## QUOTED PASSAGE
===============

On Fatherly Figures

Phillip Dolitsky
January 3, 2022
Reproduced with Permission
Public Discourse

One of the most important aspects of the modern conservative movement has been its fight against the new liberal ethos that actively seeks to undermine and dismantle the family unit. In his 2017 book Cheap Sex , , Mark Regnerus shows how the state of marriage and monogamy is at an all-time low. But perhaps the most perverse position held by the new dogma is that fathers don't matter. Here are just a few examples. Recently, Mary Eberstadt wrote a brilliant and heart-wrenching essay about the effects of fatherlessness on America's youth. Perhaps the scariest few lines from her essay read:

Six decades of social science have established that the most efficient way to increase dysfunction is to increase fatherlessness. And this the United States has done, for two generations now. Almost one in four children today grows up without a father in the home. For African Americans, it is some 65 percent of children.

The issue is real, and the conservative movement is right to fight so fiercely to reverse this pendulum swing. But what until then? What social institutions are in place to guide today's fatherless children?

===============

## DIRECTION 1
Condense the paragraph of the essay that begins "One of the most important aspects" into a short list of its main points.
## DIRECTION 2
Answer these from the essay:
(a) In what year was Mark Regnerus's book Cheap Sex published?
(b) What share of African American children grow up without a father in the home, according to the quoted lines?
(c) On what date was the essay published?
The lines after this point come from a different source than the essay.

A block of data
===============

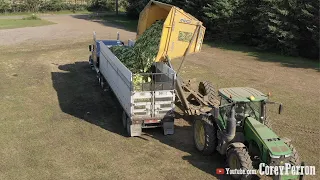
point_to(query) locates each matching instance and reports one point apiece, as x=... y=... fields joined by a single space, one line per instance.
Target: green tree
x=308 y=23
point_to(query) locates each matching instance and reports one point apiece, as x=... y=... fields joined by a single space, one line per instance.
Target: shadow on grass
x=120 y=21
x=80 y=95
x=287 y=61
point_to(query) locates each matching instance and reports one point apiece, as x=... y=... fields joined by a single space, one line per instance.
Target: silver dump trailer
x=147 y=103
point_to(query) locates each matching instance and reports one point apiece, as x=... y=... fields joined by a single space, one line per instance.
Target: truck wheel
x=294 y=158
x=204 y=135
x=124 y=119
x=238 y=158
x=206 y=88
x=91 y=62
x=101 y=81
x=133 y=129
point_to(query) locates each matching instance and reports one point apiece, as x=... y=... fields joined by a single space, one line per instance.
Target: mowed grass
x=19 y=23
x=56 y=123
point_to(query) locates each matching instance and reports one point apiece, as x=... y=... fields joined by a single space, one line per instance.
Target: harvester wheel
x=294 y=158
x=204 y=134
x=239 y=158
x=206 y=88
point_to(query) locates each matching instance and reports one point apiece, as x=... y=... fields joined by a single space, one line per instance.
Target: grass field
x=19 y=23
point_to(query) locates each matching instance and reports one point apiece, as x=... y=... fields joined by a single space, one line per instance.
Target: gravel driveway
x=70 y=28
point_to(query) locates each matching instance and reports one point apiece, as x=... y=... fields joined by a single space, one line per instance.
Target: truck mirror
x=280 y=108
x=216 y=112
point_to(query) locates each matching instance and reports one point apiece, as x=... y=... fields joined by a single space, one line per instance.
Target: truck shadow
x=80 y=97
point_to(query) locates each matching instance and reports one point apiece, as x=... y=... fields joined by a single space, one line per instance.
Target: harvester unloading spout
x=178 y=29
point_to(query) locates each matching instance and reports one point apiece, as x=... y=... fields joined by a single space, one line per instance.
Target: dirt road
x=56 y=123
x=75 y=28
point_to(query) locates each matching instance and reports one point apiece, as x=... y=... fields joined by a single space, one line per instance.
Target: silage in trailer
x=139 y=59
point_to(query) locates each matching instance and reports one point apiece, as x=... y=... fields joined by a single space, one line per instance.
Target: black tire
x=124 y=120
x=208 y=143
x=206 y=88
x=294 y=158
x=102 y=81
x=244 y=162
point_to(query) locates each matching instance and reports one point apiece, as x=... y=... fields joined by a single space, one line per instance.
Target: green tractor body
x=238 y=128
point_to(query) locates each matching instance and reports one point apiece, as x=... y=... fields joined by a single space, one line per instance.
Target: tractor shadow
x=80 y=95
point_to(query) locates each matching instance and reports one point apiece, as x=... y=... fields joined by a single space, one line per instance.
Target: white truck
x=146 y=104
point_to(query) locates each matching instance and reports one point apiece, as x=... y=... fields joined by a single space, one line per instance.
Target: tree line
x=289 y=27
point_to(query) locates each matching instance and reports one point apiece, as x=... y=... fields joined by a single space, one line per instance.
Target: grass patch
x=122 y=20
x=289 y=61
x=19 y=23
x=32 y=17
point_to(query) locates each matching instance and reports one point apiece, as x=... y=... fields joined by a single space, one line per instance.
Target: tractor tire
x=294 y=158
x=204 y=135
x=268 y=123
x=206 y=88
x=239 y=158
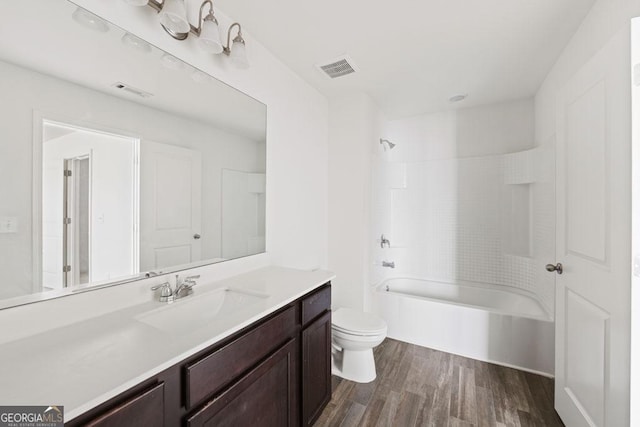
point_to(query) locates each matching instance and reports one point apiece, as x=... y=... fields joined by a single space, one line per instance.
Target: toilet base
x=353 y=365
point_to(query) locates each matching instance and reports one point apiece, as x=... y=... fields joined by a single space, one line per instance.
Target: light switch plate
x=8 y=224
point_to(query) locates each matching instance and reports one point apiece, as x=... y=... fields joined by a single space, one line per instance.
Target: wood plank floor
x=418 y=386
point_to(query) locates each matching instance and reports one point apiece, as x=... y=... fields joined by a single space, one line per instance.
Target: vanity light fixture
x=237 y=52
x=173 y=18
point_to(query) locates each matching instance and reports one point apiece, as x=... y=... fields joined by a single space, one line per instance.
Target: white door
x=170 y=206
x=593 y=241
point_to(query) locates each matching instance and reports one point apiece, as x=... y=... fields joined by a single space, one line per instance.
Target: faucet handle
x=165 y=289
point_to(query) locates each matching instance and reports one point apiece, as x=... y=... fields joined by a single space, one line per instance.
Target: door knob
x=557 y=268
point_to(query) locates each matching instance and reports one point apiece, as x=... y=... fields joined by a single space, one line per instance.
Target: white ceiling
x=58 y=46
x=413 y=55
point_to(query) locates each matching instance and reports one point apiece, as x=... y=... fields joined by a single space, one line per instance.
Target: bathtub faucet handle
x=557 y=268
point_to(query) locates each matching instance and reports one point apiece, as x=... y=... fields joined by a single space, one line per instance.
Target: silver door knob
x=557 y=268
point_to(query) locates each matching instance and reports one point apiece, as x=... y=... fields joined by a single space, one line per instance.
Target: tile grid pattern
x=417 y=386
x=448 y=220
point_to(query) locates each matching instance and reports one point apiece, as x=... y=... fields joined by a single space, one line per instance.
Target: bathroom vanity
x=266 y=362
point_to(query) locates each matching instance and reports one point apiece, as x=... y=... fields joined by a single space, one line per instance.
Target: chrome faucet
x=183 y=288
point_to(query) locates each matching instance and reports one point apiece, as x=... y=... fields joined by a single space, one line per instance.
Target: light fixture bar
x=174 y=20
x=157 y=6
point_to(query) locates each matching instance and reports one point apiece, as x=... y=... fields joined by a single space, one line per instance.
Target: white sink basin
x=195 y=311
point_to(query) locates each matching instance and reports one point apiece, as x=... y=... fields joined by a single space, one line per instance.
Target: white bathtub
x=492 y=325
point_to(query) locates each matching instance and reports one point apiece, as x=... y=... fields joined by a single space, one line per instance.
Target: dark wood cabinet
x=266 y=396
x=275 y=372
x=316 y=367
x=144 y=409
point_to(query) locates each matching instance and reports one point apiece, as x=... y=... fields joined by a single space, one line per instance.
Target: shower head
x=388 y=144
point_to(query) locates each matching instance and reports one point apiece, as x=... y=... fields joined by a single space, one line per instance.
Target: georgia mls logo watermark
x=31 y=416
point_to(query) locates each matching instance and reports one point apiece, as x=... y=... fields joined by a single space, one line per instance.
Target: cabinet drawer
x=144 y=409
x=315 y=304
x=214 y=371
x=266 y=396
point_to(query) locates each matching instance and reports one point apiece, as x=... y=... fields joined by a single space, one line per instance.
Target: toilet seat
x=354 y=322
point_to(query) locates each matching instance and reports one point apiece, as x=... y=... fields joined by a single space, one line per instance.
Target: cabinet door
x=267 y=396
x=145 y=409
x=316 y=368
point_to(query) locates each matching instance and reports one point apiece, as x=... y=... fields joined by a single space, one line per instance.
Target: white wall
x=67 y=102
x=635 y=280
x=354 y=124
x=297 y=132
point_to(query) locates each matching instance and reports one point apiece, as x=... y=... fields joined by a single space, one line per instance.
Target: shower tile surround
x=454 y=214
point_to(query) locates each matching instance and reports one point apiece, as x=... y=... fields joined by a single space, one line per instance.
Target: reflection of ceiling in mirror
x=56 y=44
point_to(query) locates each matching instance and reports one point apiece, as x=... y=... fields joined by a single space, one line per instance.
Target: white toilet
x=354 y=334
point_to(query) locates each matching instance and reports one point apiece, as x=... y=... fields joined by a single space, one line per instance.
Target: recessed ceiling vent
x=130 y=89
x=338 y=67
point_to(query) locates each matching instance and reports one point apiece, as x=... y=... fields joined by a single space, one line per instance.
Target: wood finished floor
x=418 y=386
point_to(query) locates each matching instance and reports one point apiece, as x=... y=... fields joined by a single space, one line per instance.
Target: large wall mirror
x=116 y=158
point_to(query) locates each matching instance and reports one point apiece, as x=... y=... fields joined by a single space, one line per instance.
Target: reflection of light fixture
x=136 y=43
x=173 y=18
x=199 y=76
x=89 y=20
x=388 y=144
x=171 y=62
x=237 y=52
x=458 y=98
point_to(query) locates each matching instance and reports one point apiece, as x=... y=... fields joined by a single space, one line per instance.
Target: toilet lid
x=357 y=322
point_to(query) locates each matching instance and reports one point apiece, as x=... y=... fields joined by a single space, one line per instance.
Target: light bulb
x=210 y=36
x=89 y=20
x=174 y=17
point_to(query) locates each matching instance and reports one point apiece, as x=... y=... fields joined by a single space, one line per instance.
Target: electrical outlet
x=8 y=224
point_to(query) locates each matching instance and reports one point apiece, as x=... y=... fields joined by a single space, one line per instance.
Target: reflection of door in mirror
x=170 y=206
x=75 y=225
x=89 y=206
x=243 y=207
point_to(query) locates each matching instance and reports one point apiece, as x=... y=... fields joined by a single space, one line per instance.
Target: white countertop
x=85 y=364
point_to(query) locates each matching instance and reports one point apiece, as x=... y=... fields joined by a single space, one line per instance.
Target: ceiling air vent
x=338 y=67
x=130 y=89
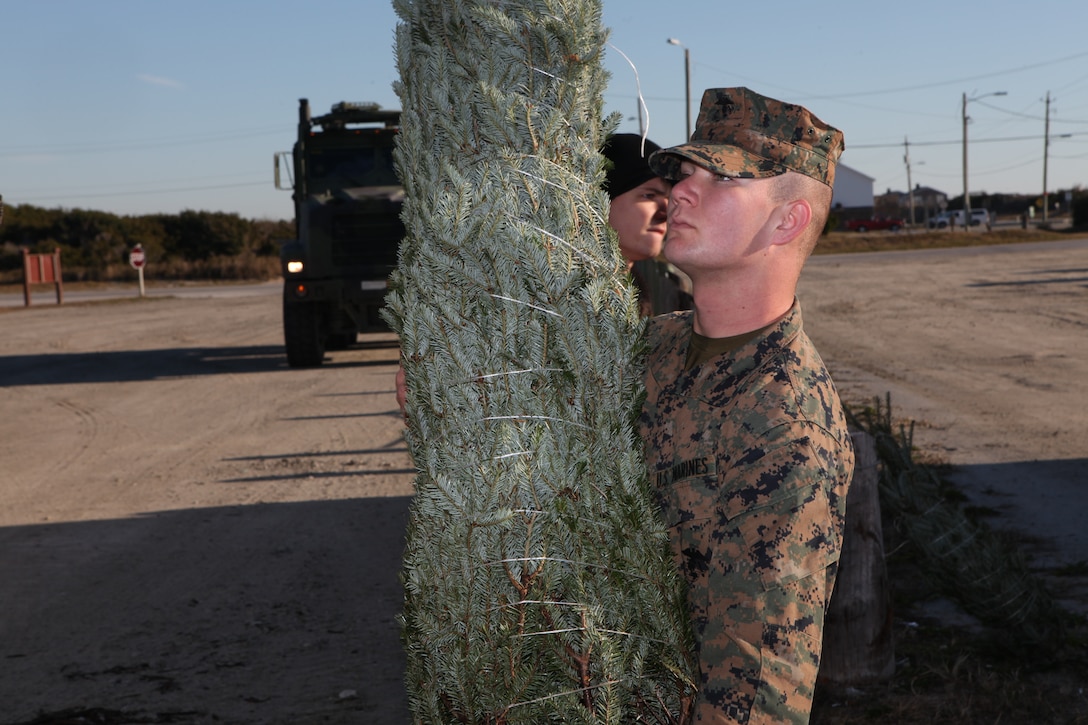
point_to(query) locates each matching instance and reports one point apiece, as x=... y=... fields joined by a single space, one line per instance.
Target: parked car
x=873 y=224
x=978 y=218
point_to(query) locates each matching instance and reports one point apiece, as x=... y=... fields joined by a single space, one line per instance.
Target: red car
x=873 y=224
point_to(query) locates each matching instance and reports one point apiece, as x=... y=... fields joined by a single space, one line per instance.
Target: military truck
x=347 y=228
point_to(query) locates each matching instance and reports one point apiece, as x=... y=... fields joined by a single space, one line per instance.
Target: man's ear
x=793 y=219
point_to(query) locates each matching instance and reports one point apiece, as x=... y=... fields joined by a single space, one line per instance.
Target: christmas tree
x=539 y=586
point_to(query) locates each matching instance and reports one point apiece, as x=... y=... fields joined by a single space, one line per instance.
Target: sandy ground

===============

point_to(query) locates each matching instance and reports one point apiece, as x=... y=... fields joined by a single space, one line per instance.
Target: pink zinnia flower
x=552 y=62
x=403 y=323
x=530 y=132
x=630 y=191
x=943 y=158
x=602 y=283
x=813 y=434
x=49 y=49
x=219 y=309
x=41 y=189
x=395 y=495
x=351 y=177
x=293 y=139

===============

## COMPLETE RESPONSE 1
- The modern conservative movement fights a new liberal ethos that seeks to undermine and dismantle the family unit.
- Mark Regnerus's 2017 book Cheap Sex shows that marriage and monogamy are at an all-time low.
- The most perverse position of the new dogma may be that fathers don't matter.
- Mary Eberstadt recently wrote an essay on the effects of fatherlessness on America's youth.

## COMPLETE RESPONSE 2
(a) 2017
(b) Some 65 percent
(c) January 3, 2022